#### [WHAT YOU ARE ASKED TO DO]
Gather all lines in the entries below that include the word "steel".
==== MATERIAL TO PROCESS
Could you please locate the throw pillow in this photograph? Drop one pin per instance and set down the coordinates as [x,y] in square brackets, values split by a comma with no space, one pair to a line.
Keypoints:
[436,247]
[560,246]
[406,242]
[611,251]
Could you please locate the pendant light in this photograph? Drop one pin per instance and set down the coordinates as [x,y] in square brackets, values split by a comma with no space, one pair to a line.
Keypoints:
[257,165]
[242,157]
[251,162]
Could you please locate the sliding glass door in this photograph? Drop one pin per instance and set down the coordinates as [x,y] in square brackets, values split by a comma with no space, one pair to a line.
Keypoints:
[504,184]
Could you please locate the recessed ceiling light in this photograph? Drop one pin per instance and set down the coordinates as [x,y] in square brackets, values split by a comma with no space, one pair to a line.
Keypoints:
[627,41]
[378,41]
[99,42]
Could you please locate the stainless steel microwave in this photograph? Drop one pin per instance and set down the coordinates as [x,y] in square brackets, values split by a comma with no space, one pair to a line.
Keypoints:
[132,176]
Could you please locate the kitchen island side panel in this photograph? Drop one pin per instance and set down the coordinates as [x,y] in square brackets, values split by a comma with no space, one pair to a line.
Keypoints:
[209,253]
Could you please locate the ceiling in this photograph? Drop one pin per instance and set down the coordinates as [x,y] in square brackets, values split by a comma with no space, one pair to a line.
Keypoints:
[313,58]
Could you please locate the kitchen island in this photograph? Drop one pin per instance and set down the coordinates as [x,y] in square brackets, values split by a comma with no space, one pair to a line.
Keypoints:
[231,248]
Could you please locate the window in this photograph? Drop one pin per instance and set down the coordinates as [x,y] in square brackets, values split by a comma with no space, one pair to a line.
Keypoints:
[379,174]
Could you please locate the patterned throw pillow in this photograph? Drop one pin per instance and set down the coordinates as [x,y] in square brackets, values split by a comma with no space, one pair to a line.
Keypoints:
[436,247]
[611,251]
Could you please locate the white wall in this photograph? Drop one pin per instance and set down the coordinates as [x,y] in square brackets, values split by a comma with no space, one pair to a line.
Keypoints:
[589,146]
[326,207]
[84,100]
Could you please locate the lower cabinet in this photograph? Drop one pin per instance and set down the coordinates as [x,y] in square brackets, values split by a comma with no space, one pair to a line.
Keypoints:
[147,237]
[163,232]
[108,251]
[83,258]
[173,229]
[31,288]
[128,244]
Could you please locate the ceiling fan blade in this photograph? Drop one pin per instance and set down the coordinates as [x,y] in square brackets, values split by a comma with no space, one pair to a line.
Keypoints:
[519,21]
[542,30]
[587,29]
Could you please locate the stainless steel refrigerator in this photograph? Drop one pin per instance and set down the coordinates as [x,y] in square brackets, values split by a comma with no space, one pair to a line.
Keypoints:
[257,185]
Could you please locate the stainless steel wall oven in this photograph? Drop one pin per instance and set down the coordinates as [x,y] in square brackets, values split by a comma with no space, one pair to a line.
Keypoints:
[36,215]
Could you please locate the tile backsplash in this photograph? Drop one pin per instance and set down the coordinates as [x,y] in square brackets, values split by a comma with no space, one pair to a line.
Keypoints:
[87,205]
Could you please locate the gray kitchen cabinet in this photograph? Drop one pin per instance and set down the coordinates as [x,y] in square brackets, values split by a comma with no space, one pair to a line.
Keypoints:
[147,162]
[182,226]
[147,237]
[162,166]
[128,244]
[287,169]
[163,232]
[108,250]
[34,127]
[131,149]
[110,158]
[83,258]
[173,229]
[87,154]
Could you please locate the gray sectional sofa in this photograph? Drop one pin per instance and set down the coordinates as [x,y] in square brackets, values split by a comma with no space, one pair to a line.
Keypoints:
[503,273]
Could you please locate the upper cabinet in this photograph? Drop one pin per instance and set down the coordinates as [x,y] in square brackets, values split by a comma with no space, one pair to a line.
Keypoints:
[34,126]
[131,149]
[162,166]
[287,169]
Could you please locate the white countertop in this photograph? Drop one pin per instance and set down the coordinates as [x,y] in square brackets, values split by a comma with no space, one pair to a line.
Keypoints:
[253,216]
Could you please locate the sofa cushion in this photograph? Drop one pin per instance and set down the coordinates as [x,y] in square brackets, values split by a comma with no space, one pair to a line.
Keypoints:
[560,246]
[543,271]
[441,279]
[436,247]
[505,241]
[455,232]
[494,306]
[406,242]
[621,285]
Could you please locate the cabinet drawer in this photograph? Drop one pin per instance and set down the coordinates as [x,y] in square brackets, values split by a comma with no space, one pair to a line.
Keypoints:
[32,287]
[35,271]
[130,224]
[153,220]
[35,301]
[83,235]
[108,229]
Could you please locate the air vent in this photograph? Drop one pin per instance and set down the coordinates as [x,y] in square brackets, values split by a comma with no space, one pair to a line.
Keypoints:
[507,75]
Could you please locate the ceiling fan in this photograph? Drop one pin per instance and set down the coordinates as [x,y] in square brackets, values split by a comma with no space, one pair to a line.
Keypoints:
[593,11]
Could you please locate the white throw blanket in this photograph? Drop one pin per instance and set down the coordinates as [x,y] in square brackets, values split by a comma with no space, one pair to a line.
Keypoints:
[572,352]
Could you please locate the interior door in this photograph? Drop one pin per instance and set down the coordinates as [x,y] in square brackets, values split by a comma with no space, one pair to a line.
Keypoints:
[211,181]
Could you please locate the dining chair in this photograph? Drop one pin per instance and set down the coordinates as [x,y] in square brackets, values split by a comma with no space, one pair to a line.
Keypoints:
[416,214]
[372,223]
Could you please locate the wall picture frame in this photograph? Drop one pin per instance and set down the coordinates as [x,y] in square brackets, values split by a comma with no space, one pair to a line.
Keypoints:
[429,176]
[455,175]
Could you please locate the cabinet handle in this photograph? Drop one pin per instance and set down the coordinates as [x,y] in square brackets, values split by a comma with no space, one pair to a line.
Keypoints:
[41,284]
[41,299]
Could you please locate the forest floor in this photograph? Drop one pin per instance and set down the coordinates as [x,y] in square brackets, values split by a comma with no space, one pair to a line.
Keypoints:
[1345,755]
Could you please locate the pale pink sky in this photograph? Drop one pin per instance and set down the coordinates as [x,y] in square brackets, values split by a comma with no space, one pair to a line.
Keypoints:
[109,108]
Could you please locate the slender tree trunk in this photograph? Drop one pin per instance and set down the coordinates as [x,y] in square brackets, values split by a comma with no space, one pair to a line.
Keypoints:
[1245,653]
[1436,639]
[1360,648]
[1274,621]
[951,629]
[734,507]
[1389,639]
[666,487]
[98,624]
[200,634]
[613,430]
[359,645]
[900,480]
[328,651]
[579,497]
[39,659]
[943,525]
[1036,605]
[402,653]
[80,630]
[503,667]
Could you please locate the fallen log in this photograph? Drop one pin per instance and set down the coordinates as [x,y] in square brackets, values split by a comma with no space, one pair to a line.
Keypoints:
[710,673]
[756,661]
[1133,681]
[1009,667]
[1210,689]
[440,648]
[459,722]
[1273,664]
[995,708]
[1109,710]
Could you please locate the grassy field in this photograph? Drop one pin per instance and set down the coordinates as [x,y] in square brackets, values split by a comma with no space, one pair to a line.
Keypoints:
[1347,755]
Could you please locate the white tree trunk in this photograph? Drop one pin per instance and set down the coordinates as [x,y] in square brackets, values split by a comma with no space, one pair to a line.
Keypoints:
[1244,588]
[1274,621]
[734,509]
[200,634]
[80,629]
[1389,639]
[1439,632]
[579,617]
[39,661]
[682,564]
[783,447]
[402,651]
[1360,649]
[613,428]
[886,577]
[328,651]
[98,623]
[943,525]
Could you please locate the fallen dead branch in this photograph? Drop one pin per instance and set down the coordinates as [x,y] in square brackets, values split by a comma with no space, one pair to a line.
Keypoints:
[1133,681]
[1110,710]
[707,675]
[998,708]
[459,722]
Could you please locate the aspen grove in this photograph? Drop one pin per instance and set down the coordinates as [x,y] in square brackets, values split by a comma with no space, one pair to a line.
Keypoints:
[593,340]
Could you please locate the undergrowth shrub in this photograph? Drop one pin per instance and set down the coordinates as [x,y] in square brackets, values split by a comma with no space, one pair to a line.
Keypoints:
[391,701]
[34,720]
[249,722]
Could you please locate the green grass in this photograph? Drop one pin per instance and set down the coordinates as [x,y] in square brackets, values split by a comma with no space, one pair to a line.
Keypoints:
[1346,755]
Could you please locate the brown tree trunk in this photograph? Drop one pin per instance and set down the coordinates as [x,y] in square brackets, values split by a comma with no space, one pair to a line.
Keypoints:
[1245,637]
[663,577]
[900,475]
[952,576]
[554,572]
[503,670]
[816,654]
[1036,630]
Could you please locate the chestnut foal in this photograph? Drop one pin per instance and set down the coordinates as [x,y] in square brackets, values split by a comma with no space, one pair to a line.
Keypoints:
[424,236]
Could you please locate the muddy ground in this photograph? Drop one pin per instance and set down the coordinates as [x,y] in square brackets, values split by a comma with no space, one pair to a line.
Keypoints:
========
#### [SOLUTION]
Could you please locate the stainless steel microwave in this photograph? Drop one pin per instance and set down the coordinates as [x,y] in square brackets, values split by a comma with no space, one pair to a line.
Could you please locate the stainless steel refrigerator in this photograph? Drop one pin per instance and set down the coordinates as [x,y] in square brackets, values split by a comma with no space, one pair to a line.
Could you please locate the stainless steel wall oven in this photograph? Drop one pin per instance and set down the coordinates as [x,y] in square brackets, values split by a comma with no space, one pair to a line.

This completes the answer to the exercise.